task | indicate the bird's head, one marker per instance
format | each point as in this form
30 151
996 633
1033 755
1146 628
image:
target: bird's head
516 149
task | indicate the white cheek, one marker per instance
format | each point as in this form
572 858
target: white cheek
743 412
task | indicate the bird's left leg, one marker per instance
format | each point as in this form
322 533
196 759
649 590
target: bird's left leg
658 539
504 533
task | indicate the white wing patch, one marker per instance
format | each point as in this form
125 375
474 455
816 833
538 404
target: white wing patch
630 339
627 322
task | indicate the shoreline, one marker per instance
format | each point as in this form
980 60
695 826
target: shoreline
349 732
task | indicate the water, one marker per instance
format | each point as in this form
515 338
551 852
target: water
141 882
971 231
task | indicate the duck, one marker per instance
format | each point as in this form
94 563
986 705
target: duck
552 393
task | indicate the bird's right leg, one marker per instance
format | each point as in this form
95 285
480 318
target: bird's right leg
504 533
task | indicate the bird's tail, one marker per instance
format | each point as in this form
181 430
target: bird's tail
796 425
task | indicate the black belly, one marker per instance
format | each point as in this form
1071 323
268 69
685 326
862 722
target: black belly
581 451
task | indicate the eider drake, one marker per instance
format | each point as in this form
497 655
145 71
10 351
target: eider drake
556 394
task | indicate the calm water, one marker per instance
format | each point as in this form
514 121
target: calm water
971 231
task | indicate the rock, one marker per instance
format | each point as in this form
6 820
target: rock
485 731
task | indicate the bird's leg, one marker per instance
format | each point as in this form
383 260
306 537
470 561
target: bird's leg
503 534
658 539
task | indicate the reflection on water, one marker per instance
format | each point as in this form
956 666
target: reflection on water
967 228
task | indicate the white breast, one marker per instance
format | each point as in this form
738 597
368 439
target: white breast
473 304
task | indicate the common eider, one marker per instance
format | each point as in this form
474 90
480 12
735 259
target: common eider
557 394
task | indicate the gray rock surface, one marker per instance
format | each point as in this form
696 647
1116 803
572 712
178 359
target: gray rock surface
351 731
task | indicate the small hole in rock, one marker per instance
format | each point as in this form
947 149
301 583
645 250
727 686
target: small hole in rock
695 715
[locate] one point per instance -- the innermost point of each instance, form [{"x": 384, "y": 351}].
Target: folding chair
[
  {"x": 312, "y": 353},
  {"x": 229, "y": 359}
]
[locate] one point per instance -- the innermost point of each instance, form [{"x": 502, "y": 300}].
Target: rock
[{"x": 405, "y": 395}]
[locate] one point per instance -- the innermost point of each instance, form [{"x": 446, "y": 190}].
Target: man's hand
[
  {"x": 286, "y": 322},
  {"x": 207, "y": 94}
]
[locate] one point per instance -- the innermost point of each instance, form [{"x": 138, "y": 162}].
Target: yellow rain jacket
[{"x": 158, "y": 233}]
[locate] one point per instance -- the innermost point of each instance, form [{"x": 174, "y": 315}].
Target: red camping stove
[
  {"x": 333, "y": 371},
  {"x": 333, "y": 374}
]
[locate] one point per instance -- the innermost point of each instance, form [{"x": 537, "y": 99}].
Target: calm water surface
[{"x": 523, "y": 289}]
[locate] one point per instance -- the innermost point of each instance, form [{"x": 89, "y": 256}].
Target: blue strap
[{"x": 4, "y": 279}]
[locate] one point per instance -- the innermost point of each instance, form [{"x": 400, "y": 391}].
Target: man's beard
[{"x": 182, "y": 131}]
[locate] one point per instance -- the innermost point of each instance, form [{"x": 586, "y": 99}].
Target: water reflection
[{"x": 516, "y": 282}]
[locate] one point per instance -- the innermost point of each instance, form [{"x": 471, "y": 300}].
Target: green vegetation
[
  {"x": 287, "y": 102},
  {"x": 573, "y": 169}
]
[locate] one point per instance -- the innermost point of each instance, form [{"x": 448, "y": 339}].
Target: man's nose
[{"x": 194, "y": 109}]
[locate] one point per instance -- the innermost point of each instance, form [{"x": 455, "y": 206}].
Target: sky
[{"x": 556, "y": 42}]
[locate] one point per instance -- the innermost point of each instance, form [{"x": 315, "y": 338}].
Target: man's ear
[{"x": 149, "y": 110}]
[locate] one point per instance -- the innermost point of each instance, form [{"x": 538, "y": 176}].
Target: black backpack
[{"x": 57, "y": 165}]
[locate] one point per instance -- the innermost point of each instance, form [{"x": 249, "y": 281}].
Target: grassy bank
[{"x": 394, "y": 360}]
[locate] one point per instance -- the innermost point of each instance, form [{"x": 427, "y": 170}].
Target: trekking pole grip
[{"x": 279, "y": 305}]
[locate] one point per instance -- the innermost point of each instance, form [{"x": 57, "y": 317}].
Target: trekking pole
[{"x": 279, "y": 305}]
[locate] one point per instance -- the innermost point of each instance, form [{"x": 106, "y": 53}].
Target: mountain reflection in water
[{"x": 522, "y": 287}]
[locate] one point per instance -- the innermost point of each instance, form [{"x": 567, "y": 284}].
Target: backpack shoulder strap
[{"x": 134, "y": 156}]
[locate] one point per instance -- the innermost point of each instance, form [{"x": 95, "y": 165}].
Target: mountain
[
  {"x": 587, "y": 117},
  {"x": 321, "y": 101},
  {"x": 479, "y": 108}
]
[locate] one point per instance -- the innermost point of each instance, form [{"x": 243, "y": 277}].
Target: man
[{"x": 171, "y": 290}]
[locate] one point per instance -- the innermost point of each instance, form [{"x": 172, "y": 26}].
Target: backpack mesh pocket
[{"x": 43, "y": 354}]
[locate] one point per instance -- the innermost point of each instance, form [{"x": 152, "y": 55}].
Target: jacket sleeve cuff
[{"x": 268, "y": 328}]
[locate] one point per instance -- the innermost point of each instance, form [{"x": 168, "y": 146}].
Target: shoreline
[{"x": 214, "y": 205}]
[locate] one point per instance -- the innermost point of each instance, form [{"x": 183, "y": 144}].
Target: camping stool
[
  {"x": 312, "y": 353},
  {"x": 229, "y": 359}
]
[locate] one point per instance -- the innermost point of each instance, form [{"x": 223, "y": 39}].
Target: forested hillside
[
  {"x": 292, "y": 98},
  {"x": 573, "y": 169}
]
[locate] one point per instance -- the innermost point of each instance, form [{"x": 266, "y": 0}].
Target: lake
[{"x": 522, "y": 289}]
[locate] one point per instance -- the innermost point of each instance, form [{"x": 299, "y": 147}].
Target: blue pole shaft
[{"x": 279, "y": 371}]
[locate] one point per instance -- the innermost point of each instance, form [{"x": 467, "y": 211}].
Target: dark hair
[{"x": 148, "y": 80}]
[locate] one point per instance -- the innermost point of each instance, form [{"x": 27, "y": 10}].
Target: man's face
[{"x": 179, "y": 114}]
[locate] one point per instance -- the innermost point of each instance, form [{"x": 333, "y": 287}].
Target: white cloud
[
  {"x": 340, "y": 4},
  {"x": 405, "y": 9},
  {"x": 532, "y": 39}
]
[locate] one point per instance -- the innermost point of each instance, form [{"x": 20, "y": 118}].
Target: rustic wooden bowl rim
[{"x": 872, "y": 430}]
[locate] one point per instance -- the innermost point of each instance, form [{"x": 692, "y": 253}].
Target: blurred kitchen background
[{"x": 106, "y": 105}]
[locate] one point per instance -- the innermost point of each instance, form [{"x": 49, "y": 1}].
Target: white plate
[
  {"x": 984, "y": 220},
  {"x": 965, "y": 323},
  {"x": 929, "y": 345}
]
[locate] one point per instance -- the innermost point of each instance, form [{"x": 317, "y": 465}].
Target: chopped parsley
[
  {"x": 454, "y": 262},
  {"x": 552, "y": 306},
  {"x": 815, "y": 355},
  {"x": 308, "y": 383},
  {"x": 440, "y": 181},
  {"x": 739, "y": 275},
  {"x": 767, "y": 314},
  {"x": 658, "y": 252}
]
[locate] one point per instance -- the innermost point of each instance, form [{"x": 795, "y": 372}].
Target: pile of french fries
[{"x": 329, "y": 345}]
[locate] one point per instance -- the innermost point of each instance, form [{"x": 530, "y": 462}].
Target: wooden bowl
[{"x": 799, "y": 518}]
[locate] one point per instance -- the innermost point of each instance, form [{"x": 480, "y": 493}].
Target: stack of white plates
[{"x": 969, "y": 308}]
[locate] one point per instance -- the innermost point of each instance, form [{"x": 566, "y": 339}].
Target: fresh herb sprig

§ §

Locate every line in the listing above that contains the string "water", matching case exactly, and copy each such line out in full.

### Solution to this task
task | indicate the water, one marker per instance
target: water
task | indicate the calm water, one marker per instance
target: calm water
task | indicate the reflection on water, one marker per instance
target: reflection on water
Target: calm water surface
Target: water reflection
Target: mountain reflection in water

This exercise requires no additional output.